Return every line of the data below that contains the string "windshield", treating uppercase and lowercase as different.

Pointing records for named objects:
----

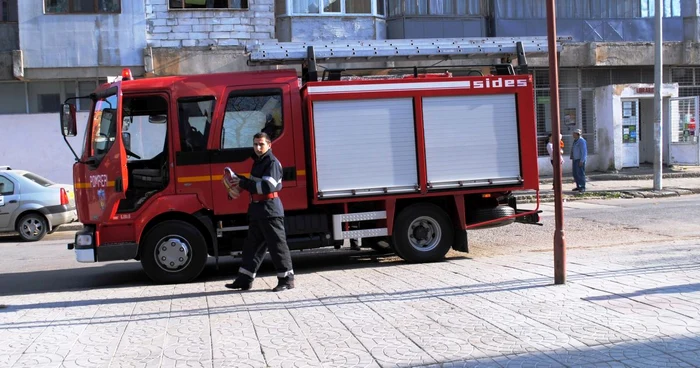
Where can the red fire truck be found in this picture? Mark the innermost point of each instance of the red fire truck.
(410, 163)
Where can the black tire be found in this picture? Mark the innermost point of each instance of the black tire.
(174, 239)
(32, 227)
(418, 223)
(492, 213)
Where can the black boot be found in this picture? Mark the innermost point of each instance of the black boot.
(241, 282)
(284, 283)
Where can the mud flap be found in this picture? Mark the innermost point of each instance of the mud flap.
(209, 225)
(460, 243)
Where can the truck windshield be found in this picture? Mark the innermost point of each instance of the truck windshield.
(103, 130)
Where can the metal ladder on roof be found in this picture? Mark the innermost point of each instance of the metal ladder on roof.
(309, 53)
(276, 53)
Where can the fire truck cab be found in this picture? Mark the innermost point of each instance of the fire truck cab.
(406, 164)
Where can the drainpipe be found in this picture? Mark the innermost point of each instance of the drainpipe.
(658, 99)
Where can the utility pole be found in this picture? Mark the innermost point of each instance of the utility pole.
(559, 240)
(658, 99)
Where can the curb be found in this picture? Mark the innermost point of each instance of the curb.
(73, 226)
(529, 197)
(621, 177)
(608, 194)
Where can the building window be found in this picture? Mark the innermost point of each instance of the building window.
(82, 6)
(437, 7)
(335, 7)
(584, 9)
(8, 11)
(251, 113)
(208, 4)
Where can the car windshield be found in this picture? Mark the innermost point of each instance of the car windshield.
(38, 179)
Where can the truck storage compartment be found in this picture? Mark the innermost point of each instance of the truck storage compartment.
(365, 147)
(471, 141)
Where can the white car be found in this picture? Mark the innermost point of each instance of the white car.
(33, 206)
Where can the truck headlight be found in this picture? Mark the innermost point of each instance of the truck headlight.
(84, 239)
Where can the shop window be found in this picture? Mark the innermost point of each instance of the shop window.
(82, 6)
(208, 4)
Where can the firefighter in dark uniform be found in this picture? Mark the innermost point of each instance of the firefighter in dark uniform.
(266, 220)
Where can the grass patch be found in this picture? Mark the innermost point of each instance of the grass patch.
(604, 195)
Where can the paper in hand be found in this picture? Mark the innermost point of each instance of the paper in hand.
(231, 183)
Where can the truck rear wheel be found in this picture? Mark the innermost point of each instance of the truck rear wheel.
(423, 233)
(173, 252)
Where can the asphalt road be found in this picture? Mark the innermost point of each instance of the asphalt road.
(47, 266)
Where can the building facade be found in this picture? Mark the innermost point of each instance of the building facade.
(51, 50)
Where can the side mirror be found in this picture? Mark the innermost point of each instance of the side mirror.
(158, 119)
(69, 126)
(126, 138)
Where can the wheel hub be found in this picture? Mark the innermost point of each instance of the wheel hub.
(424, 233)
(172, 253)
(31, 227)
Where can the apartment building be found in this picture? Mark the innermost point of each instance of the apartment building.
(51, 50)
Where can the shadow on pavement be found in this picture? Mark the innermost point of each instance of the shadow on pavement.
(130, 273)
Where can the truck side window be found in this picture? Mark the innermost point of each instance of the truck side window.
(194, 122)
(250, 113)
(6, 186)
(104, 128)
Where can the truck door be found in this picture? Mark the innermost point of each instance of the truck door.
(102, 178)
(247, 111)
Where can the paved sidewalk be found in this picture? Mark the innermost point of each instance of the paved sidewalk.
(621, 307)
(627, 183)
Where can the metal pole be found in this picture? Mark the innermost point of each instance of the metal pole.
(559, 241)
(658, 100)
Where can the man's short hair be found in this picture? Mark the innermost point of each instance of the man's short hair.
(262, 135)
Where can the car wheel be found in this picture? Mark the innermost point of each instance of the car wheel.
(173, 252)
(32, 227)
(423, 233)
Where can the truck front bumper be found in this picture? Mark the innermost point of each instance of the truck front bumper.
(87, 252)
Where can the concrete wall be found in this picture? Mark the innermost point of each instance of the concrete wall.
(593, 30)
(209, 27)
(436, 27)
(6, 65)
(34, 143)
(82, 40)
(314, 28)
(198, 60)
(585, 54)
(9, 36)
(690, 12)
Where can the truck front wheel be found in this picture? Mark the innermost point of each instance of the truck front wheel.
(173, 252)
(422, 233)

----

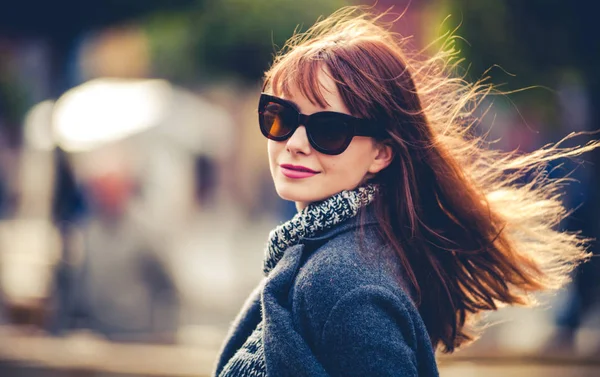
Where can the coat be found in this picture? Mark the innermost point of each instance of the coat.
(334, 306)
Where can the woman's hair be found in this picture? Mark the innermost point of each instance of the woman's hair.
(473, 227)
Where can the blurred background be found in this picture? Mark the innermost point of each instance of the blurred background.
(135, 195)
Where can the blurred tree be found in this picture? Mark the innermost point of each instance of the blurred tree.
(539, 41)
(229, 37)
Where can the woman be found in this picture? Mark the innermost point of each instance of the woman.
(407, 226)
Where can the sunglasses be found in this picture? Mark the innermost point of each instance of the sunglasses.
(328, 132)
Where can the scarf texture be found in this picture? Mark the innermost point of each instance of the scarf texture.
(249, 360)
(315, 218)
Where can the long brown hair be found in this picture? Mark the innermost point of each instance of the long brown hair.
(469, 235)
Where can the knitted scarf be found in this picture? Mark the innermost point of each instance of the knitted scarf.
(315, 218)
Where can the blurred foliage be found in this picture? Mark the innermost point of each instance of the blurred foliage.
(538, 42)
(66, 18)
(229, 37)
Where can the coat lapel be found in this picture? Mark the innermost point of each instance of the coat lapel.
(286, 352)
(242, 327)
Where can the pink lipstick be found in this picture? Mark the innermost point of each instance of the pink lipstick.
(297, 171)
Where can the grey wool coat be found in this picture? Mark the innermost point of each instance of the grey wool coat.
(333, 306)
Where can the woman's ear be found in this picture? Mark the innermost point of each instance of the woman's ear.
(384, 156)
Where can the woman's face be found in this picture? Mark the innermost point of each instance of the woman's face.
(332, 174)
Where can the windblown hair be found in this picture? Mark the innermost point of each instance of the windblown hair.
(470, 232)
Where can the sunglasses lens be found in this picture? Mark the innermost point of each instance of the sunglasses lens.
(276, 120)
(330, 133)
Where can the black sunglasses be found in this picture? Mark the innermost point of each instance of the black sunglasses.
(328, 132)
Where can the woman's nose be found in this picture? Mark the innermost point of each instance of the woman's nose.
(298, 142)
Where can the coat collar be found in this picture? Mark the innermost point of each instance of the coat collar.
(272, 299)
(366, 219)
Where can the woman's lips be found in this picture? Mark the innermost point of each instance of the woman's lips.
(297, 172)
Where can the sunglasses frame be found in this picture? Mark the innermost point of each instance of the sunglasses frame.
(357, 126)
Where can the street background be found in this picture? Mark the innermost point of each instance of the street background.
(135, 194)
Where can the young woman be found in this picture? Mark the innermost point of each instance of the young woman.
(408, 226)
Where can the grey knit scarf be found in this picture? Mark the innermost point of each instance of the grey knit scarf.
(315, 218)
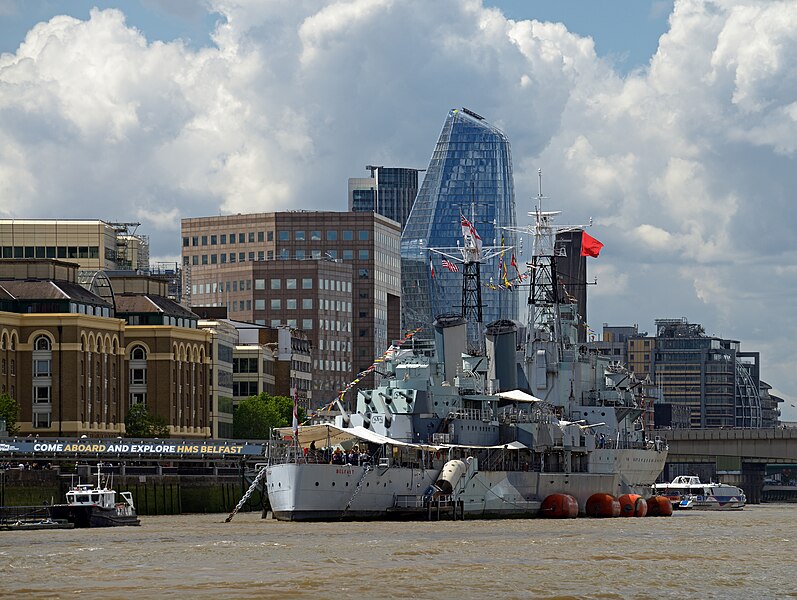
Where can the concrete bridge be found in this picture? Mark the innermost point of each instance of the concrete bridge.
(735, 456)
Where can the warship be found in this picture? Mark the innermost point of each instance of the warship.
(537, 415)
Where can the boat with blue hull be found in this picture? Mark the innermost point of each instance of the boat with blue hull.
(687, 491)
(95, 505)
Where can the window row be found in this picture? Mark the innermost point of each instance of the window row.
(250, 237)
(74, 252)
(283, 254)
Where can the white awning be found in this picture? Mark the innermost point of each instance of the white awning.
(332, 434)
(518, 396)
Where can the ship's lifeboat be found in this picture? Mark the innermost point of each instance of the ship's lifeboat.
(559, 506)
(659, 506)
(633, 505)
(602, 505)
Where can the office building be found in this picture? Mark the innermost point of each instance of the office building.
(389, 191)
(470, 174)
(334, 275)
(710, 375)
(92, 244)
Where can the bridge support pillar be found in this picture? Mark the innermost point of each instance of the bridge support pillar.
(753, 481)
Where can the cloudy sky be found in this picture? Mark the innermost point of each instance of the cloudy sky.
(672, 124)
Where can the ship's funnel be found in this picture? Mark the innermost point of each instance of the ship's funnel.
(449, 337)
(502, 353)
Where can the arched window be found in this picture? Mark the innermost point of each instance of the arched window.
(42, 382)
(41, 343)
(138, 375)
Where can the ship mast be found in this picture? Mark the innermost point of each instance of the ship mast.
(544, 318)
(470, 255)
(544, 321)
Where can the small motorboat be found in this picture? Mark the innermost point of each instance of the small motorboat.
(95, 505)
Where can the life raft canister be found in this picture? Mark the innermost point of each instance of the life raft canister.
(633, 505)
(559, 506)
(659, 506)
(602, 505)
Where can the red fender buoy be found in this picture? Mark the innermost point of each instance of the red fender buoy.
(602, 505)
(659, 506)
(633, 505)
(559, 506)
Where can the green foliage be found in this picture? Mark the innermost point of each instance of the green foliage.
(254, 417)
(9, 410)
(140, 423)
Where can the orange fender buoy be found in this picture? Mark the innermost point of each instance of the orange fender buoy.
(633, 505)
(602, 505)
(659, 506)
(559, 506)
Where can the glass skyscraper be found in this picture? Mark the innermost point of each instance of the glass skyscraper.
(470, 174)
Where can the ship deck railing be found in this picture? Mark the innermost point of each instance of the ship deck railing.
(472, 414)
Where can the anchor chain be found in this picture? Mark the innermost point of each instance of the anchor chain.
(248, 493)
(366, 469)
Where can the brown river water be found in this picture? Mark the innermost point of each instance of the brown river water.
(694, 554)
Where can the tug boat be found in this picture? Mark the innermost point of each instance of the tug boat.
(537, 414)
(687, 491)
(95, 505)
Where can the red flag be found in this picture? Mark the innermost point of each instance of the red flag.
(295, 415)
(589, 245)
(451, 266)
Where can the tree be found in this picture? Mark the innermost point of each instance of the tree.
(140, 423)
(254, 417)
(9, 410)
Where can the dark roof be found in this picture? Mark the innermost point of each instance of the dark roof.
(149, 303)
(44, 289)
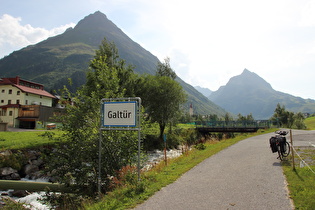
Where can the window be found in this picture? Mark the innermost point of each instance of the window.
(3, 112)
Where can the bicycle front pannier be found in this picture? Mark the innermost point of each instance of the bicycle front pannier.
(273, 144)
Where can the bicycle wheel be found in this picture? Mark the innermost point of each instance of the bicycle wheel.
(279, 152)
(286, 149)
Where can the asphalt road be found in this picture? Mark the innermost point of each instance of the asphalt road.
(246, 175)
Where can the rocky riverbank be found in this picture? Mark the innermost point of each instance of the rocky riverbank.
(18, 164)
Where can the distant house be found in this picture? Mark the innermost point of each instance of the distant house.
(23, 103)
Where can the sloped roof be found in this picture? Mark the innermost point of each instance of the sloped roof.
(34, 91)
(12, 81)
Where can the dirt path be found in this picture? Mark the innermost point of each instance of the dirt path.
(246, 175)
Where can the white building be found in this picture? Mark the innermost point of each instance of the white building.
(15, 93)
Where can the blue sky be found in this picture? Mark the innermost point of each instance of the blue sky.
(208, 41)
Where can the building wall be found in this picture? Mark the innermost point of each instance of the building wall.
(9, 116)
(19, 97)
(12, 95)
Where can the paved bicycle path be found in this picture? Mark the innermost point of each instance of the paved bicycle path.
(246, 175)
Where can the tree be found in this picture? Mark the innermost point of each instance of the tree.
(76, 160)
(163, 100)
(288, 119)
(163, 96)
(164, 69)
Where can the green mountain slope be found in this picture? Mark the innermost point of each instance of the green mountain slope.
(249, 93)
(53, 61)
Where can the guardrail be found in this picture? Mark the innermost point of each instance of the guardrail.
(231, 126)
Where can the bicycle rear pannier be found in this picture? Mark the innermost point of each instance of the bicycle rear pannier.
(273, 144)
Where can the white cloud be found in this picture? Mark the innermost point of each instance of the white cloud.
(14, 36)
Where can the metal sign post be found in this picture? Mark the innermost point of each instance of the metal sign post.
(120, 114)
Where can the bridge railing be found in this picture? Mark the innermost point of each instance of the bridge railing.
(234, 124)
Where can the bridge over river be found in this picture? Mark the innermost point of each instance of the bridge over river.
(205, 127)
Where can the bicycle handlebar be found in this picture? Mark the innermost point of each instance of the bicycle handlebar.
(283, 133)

----

Response for this exercise:
Where can the truck windshield be found in this picture? Mark the innermost point of each instance of the truck windshield.
Where can the car windshield be found in this picture? Mark the innermost point of each instance of the car windshield.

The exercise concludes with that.